▶ [GIVEN RECORDS]:
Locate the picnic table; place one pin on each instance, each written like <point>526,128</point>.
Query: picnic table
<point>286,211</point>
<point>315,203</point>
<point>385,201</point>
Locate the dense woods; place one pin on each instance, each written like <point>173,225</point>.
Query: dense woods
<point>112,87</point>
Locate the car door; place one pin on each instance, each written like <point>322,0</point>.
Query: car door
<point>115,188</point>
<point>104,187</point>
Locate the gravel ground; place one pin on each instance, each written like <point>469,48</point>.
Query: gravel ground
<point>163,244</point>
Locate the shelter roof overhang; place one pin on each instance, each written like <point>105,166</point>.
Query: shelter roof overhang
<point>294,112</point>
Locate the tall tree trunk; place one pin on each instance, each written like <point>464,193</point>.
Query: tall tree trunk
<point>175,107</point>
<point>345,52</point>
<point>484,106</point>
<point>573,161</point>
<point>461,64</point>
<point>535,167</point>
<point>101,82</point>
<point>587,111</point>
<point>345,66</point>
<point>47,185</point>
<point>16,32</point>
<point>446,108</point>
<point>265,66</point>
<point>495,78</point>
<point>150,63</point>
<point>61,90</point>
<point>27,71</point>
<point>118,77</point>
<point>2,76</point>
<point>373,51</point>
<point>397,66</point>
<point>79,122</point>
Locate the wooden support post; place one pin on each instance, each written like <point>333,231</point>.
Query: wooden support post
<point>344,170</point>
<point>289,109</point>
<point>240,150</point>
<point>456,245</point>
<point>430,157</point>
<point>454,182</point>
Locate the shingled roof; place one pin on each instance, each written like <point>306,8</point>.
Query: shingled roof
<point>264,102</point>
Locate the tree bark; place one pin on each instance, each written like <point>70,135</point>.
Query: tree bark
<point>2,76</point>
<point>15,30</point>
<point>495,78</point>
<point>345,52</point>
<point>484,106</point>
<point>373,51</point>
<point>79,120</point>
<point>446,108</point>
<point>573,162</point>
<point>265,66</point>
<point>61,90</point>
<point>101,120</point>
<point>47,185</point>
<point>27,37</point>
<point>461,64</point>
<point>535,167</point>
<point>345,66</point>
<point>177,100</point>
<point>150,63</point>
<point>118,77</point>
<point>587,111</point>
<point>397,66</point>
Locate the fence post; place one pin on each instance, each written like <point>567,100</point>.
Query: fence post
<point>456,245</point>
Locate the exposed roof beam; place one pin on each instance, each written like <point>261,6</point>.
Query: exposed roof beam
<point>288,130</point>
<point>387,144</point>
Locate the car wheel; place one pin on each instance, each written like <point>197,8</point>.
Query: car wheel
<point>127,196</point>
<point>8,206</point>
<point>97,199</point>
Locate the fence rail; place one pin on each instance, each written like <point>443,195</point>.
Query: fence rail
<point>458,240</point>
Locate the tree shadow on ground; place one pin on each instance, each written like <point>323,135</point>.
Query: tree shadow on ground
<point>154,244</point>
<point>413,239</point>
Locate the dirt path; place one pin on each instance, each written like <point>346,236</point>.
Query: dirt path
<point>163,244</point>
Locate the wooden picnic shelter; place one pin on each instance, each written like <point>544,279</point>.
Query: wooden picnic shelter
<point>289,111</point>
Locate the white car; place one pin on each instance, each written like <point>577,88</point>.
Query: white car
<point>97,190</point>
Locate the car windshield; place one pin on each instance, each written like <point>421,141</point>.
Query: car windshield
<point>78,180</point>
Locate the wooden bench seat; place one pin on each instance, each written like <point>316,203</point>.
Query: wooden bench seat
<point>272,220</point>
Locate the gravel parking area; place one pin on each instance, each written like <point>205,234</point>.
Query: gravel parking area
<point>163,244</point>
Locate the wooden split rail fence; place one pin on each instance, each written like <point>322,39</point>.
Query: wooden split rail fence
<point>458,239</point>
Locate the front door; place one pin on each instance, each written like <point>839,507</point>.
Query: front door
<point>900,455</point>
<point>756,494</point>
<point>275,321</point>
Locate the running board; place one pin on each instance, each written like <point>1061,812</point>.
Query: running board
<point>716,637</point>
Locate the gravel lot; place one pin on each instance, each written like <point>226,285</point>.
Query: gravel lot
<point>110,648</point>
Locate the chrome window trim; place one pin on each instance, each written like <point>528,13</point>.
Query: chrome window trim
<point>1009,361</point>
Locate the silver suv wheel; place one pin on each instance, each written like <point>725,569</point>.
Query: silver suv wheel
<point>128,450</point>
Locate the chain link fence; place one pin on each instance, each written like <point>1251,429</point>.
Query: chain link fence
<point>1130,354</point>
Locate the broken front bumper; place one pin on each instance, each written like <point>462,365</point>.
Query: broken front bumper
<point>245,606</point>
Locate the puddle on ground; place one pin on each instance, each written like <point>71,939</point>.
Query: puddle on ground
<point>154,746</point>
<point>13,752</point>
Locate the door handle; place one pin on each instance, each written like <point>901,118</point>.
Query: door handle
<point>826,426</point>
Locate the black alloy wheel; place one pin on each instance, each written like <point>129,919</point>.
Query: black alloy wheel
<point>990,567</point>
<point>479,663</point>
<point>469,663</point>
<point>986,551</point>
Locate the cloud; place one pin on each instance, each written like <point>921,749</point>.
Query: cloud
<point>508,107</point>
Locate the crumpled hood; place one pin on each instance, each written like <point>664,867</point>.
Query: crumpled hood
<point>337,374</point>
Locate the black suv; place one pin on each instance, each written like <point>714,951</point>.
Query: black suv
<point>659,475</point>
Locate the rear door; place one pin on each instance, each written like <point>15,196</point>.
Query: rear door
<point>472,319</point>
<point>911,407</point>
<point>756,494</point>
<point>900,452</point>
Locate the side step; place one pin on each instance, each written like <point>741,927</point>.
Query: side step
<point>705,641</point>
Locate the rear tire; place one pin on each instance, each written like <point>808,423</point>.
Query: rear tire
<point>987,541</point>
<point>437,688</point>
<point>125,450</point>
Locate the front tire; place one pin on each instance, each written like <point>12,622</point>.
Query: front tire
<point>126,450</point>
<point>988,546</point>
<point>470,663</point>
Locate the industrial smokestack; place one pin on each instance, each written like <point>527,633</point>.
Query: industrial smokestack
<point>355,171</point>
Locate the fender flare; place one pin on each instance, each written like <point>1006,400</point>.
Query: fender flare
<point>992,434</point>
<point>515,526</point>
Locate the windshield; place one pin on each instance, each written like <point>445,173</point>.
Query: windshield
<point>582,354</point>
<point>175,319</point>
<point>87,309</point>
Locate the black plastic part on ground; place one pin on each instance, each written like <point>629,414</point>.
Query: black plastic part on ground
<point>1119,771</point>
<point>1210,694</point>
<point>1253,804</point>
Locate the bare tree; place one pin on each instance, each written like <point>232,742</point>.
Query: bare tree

▶ [YOUR GOAL]: Put the listing from the line with "Locate the crumpled" through the line with "<point>659,475</point>" into a Markdown table with columns Row and Line, one numbered row per line, leaving out blank lines.

▶ [CORRECT ANSWER]:
| Row | Line |
|---|---|
| 1 | Locate the crumpled hood; place one pin on each instance, each written like <point>664,867</point>. |
| 2 | Query: crumpled hood |
| 3 | <point>337,374</point> |
| 4 | Locate the black suv; place one pin on each instance, each written like <point>714,951</point>. |
| 5 | Query: black suv |
| 6 | <point>659,475</point> |